* Goal of the exercise
Starting with the line that holds "entry: four-petaled flower", copy out each remaining line of the listing below, up to and including the last one, and include nothing else.

— Begin Data provided —

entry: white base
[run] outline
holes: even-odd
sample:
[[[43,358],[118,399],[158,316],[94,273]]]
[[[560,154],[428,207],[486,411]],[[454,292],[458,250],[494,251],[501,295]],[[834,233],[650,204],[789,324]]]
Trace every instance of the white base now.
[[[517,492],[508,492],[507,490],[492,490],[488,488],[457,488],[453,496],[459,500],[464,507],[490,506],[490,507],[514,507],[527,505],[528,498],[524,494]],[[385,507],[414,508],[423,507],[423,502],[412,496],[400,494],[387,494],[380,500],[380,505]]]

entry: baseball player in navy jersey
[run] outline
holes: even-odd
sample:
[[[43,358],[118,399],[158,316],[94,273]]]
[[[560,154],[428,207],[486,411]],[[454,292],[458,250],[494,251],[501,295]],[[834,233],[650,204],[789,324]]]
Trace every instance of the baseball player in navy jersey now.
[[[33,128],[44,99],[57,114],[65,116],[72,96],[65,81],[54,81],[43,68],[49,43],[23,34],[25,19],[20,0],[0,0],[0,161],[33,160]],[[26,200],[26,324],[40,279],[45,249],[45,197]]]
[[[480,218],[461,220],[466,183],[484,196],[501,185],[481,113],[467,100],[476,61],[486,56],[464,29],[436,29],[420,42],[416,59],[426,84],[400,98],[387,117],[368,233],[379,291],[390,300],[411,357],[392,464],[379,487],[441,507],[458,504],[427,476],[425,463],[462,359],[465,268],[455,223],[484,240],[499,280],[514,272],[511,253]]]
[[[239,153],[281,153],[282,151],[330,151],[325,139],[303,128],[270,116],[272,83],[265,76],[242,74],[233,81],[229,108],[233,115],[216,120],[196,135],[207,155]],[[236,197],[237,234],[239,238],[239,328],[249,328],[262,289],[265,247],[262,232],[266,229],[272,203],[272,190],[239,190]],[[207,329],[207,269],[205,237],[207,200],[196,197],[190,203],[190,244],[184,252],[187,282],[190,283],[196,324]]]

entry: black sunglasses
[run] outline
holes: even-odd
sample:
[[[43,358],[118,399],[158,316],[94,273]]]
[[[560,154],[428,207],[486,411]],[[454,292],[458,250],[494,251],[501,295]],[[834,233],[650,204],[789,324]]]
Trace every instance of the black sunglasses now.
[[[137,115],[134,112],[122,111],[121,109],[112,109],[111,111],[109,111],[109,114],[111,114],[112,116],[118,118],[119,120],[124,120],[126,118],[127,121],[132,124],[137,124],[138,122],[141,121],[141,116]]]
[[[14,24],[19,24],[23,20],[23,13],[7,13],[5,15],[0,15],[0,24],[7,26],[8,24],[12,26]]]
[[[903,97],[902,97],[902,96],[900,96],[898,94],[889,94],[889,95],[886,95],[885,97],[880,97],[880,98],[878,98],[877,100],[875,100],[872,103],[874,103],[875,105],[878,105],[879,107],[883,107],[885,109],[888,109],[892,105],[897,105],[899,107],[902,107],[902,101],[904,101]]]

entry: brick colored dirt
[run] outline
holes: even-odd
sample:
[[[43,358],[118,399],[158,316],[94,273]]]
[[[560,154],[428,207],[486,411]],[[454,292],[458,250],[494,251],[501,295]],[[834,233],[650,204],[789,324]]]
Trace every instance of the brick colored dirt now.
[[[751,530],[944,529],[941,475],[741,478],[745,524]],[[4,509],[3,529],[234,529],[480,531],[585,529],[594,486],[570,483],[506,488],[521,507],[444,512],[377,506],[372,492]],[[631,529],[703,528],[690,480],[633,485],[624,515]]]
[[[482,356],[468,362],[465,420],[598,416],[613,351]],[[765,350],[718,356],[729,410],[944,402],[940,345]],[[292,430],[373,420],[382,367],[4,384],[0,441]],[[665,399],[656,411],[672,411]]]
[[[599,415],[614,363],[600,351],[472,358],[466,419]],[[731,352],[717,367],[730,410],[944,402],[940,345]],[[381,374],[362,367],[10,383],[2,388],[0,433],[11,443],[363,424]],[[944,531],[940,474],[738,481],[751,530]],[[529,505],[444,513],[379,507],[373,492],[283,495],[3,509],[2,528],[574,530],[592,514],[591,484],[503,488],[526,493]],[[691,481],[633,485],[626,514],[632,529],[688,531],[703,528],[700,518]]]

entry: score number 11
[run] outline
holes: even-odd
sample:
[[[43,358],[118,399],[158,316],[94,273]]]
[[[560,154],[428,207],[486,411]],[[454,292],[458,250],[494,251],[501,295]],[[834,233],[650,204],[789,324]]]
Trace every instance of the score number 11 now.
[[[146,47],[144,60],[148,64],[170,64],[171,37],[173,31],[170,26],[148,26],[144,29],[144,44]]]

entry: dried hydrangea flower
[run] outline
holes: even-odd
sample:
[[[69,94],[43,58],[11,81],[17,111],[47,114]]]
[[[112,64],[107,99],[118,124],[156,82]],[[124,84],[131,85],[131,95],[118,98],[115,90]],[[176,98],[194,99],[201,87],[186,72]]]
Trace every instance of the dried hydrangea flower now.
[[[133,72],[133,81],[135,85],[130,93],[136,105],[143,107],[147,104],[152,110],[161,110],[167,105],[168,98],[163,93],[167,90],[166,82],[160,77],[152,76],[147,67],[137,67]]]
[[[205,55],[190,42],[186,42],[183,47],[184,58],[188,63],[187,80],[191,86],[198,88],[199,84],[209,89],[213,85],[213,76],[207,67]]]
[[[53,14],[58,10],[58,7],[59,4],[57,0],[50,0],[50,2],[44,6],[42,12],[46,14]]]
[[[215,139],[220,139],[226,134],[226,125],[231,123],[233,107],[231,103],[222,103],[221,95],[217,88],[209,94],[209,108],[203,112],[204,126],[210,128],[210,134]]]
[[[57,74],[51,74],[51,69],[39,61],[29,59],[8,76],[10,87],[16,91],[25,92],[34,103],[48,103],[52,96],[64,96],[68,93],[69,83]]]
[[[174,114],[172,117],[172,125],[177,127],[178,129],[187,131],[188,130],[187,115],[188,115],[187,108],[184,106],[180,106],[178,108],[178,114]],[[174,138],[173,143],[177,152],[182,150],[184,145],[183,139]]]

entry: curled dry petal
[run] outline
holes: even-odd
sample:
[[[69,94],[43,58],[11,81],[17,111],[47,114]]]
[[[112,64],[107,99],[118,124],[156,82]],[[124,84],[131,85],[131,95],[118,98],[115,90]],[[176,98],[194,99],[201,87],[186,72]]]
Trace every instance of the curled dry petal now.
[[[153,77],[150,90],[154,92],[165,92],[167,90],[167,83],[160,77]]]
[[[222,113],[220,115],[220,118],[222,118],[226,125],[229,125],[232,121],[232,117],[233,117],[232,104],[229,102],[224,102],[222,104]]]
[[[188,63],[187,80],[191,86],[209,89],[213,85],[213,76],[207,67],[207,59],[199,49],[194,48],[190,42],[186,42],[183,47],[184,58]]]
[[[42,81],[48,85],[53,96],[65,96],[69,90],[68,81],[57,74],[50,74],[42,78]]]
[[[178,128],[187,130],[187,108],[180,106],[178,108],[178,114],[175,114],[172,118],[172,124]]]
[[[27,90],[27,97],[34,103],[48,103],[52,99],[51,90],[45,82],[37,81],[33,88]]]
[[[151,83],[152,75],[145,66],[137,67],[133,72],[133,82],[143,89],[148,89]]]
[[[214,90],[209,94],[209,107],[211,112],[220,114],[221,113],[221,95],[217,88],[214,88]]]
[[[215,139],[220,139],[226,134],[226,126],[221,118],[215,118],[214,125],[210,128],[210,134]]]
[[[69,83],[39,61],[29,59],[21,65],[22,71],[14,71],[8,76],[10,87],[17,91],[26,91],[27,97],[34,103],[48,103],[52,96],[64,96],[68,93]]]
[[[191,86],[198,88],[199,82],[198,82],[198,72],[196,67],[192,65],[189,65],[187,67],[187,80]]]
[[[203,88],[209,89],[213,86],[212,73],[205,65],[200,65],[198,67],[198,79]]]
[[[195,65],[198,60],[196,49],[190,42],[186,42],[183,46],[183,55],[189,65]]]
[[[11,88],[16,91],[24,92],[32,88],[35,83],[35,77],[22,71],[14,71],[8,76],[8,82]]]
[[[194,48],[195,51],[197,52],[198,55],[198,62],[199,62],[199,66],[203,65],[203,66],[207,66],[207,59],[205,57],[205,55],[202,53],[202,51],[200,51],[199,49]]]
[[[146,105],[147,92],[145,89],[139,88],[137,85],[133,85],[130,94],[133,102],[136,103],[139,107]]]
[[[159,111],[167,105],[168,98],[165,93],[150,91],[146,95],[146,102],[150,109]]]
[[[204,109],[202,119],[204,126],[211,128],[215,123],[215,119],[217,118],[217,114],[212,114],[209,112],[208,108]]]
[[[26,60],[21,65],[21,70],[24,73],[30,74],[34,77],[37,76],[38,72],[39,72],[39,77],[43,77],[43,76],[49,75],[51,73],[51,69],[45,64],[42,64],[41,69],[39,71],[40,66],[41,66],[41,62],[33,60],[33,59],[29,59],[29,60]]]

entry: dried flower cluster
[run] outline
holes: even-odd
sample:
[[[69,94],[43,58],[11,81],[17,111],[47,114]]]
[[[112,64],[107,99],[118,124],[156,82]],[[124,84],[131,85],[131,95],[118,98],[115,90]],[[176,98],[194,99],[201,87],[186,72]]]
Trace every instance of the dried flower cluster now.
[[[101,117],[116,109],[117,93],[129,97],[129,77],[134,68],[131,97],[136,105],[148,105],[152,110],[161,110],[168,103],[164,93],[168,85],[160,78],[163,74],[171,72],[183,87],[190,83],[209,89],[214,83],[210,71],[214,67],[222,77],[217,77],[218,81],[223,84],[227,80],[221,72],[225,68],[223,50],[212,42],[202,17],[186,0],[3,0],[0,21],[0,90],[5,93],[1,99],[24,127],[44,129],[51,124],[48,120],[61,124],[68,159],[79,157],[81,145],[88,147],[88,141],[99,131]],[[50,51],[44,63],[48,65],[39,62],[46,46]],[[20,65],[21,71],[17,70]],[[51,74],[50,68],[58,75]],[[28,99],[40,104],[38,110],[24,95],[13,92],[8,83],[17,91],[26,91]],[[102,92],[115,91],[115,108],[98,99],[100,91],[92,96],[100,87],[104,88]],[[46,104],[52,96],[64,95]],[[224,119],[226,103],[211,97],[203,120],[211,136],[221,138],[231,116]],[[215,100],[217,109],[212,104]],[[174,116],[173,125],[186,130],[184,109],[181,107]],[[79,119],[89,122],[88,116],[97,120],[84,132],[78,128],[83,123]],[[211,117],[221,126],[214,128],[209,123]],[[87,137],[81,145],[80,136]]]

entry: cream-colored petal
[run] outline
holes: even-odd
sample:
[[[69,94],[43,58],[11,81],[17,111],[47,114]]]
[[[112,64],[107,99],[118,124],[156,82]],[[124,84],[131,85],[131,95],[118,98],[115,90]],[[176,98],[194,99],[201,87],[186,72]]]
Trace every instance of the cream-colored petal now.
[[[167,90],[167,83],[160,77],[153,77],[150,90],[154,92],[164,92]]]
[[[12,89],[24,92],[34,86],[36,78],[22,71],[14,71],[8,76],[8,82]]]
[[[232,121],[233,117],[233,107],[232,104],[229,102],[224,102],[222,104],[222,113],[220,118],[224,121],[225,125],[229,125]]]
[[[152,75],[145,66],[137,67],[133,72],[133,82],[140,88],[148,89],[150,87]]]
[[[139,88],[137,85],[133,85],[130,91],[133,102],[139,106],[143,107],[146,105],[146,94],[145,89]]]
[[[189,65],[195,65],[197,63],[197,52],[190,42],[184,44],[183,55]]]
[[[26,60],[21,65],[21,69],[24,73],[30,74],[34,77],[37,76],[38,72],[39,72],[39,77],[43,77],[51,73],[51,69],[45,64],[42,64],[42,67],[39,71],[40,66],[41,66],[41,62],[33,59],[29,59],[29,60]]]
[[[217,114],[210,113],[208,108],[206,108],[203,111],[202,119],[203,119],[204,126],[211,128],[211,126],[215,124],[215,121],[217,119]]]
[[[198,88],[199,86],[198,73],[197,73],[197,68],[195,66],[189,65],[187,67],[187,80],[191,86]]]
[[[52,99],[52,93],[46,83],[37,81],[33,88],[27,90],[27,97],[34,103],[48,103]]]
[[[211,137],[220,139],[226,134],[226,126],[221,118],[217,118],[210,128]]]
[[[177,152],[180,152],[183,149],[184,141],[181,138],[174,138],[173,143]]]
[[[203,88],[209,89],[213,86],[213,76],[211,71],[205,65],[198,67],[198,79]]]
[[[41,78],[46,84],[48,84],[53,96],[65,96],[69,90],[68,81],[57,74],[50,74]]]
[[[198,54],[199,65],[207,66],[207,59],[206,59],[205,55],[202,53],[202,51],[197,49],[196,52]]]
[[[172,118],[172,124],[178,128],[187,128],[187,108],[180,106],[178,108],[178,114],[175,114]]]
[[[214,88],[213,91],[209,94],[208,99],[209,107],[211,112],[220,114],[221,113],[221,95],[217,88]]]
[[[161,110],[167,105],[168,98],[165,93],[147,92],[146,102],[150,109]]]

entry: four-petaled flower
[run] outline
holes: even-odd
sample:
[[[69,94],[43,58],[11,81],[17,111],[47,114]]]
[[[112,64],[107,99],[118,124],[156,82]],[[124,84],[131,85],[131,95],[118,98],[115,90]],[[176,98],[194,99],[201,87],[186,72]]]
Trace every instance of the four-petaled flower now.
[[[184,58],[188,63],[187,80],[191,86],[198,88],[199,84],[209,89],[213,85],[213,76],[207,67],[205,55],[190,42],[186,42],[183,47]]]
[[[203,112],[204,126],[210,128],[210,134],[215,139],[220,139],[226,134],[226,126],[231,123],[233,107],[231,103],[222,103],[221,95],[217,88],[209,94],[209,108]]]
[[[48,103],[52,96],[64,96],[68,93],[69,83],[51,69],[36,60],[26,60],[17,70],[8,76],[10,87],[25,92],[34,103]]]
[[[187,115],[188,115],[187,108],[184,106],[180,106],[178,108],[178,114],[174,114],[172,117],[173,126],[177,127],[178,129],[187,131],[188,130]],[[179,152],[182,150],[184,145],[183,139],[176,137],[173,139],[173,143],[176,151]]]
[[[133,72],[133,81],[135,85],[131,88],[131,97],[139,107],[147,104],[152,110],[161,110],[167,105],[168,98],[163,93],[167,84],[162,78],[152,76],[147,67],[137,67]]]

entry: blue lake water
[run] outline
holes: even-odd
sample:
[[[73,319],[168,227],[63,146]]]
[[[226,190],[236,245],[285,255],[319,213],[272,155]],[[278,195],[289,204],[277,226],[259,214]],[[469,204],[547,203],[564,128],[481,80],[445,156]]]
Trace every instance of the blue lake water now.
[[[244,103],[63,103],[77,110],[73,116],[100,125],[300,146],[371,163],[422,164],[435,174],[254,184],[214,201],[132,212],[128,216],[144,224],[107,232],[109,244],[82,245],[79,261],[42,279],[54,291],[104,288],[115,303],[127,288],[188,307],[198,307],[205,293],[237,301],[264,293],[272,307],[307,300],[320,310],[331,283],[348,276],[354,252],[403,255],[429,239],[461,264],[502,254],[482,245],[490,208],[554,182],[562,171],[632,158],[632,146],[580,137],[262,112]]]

— End Data provided —

* Correct response
entry: four-petaled flower
[run] outline
holes: even-odd
sample:
[[[69,94],[43,58],[11,81],[17,111],[47,114]]]
[[[112,64],[107,99],[118,124],[156,82]],[[124,84],[131,85],[131,95],[118,98],[115,90]],[[176,98],[194,99],[201,87],[186,72]]]
Trace every instance of the four-petaled flower now.
[[[184,58],[188,63],[187,80],[191,86],[198,88],[199,84],[209,89],[213,85],[213,76],[207,67],[205,55],[190,42],[186,42],[183,47]]]
[[[203,112],[204,126],[210,128],[210,134],[215,139],[220,139],[226,134],[226,126],[231,123],[233,107],[231,103],[222,103],[221,95],[217,88],[209,94],[209,108]]]
[[[48,103],[52,96],[64,96],[68,93],[69,83],[51,69],[36,60],[26,60],[17,70],[8,76],[10,87],[25,92],[34,103]]]
[[[187,115],[188,115],[187,108],[184,106],[180,106],[178,108],[178,114],[174,114],[172,117],[173,126],[177,127],[178,129],[187,131],[188,130]],[[179,152],[182,150],[184,145],[183,139],[176,137],[173,139],[173,143],[176,151]]]
[[[133,72],[133,81],[135,85],[131,88],[131,97],[139,107],[147,104],[152,110],[161,110],[167,105],[168,98],[163,93],[167,84],[162,78],[152,76],[147,67],[137,67]]]

entry: blue lake water
[run] outline
holes: even-odd
sample:
[[[73,319],[168,227],[63,146]]]
[[[226,190],[236,245],[285,255],[319,213],[272,155]],[[278,195],[289,204],[277,226],[259,214]],[[469,204],[547,203],[564,128],[481,80],[445,156]]]
Trace every instance of the blue lake water now.
[[[244,103],[63,103],[77,110],[73,116],[100,125],[300,146],[371,163],[422,164],[435,174],[254,184],[214,201],[132,212],[128,216],[144,224],[107,232],[109,244],[82,245],[79,261],[42,279],[54,291],[104,288],[115,303],[127,288],[188,307],[198,307],[205,293],[237,301],[264,293],[272,307],[307,300],[320,310],[331,283],[348,276],[354,252],[403,255],[429,239],[461,264],[502,254],[482,245],[490,208],[554,182],[562,171],[632,158],[632,146],[580,137],[262,112]]]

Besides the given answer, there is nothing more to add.